__Article__.
** BEGIN **

The definition that has been removed was carefully constructed from sources. The new version is not supported by sources, however logical it might seem to someone who did not consult sources. The new version seems right because it seems logical, but is not what the reliable sources say. I note that there is no claim made here that sources were consulted for the new version. For example, no thermodynamic process is reversible. That is the second law. There is putative or fictive or imagined reversibility, but such is not actually physical.
There are other conceptually possible readings of 'isentropic'. For example, an isentropic process could logically be one in which the entropy increases for a while then decreases, leaving the final value the same as the initial. But sources don't say that.
People come to Wikipedia to find out what is reliably supported, not what is guessed as an apparently logical reading of a word, a guess they could easily have made for themselves.
I will be impressed if you find a concurrence of reliable sources for the "improvement". I can imagine some unreliable sources that would support it. But Wikipedia requires reliable sources.Chjoaygame (talk) 08:43, 12 March 2015 (UTC)[reply]
In Fundamentals of Classical Thermodynamics (SI version 2e), Gordon J. van Wylen and Richard E. Sonntag, John Wiley and Sons 1976, section 7.4 says:
From the definition of entropy, it is evident that the entropy remains constant in a reversible adiabatic process. A constant-entropy process is called an isentropic process.
Also, don't forget WP:Make technical articles understandable. Dolphin (t) 13:06, 12 March 2015 (UTC)[reply]
Thank you for your helpful reminder to make technical articles understandable. It doesn't mean that one should use unreliable sources or distort reliable ones.
When removing the former obvious guess-work "etymology", I noted the van Wylen and Sontag reference that was there before. It struck me as inadequate, and so I checked more reliable sources. As noted just above, no actually physical thermodynamic process is reversible. That is the second law. The new and "improved" first sentence gives no hint of that, and so is misleading. That's why I looked in reliable sources. They are mostly more particular than van Wylen and Sonntag, 1965 as given in the references section of the article, or 1976 as cited just above by you here on the talk page. I checked a number of them, and from them I wrote the version that has been removed. In particular I refer you to Lieb and Yngvason who have written in some detail about such matters. They say that a thermodynamic process can involve a wide range of intermediate stages, and that it is assessed only by the initial and final states of thermodynamic equilibrium, without regard to the intermediate stages. Indeed it is generally the case that the entropy is not defined during the intermediate stages. So van Wylen and Sonntag are definitely talking about a special imaginary scenario. The sources that I found are reported in the version I wrote, as cited in the article. In particular, that includes the 2009 edition of Borgnakke and Sonntag, p. 288. There they are talking about an ideally reversible Carnot engine, not a really physical thermodynamic process. Generally, statements should be as simple as possible, but not simpler. The unqualified "process" of the present first sentence is an over-simplification. It is a kind of would-be etymological gloss on the word, that might suit a dictionary that, without a physical check, was guessing the meaning, and it lacks physical content. Wikipedia is not a dictionary. I think it should be in the first defining sentence that such a fictive "process" is fictive.Chjoaygame (talk) 16:33, 12 March 2015 (UTC)Chjoaygame (talk) 18:39, 12 March 2015 (UTC)[reply]
More than my just previous comment is needed. The sources do not license the use of the word unrestrictedly. The new initial definition more or less deliberately does so, and thereby misrepresents the sources. The sources carefully restrict the context of the word and Wikipedia should show that clearly and upfront, not as an afterthought as in the new version. Wikipedia intends to make the reliable sources available, not to improve on their substance. The new initial sentence is altogether an oversimplification.Chjoaygame (talk) 18:45, 12 March 2015 (UTC)[reply]
You have written The definition that has been removed ... . You have also written I checked a number of them, and from them I wrote the version that has been removed. Please identify the text you wrote that has now been removed.

** END **

__Data excerpt__.
** BEGIN **

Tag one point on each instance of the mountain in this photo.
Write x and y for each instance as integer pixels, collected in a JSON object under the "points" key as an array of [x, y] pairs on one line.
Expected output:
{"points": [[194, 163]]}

** END **

Resume the talk-page discussion on how to define an isentropic process, picking up right after its final sentence.

__Output for this exercise__.
It is well established that, on any subject, the totality of reliable published sources is not entirely uniform and consistent. Different sources explain things in different ways, and different authors display different points of view. Some sources present a simple and basic view of a subject whereas other sources present a more comprehensive and complex view. Wikipedia doesn’t aim to elevate one reliable source and bury the rest. Providing we don’t give undue weight to a source or an author, Wikipedia aims to present the full spectrum of information on a subject, even though that is more difficult than presenting a sanitised, single-focus view of the subject.
Fundamentals of Classical Thermodynamics is a reliable published source. No-one should be surprised to see that it presents things in a different way, and at a different level, to some other reliable published sources. Providing undue weight isn’t given to van Wylen and Sonntag’s statements, those statements are entirely acceptable on Wikipedia.
You have written that the initial sentence is an oversimplification. The test of whether it has a place on Wikipedia depends entirely on whether it can be traced to a reliable published source. I believe it can because it is what van Wylen and Sonntag have published. Dolphin (t) 12:34, 13 March 2015 (UTC)[reply]
The test is not merely whether it can be traced to a reliable published source, as you beguilingly propose. More is needed. The Wikipedia entry should accurately represent a fair sample of reliable sources.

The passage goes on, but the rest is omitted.